--- Material for this task ---
>>>
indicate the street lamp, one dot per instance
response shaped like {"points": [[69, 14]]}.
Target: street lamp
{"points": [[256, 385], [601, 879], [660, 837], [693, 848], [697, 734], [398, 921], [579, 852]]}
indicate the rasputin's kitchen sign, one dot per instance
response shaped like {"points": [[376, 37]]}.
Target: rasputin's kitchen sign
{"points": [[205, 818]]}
<<<
>>>
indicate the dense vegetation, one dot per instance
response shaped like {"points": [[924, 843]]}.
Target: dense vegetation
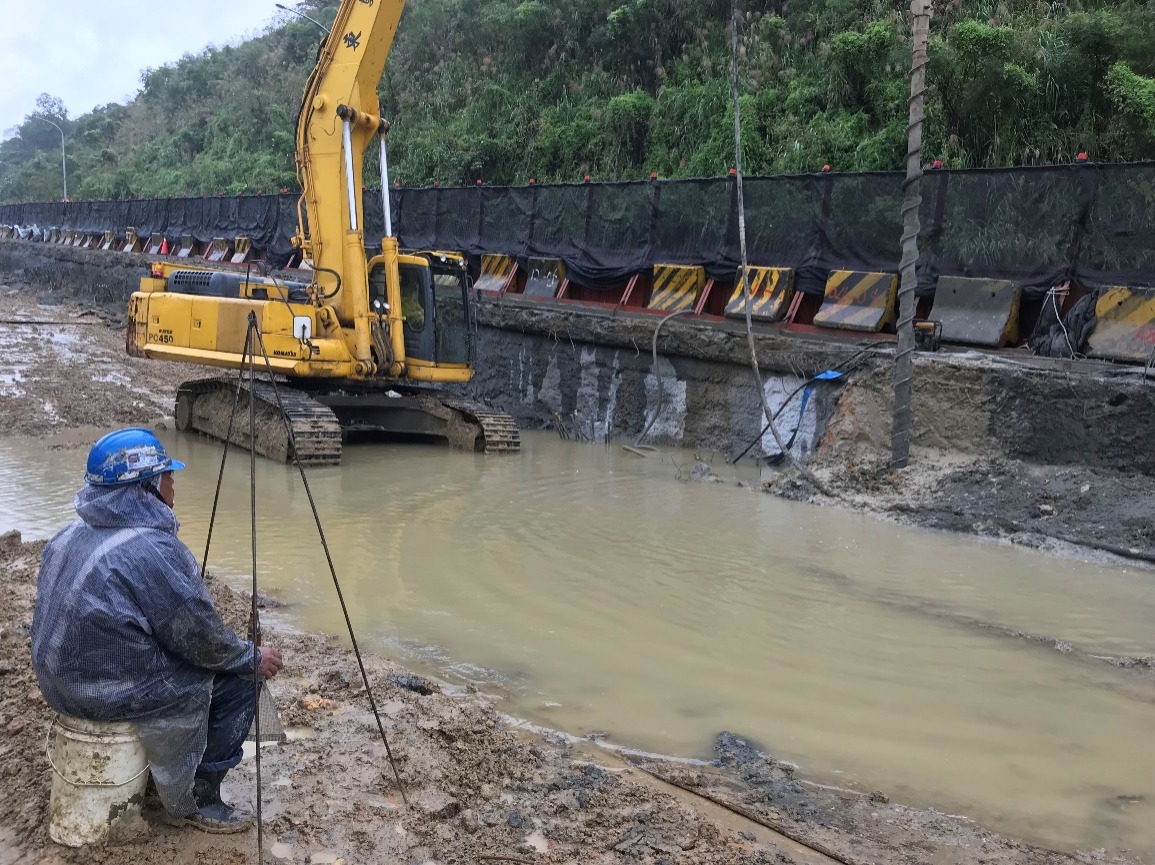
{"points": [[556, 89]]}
<<<
--- Given exercise ---
Pull out each line in the entries above that contains the string "like", treating uppercase and lowercase as different.

--- Answer to this task ---
response shaped like {"points": [[69, 14]]}.
response shaped like {"points": [[376, 37]]}.
response shaped like {"points": [[924, 843]]}.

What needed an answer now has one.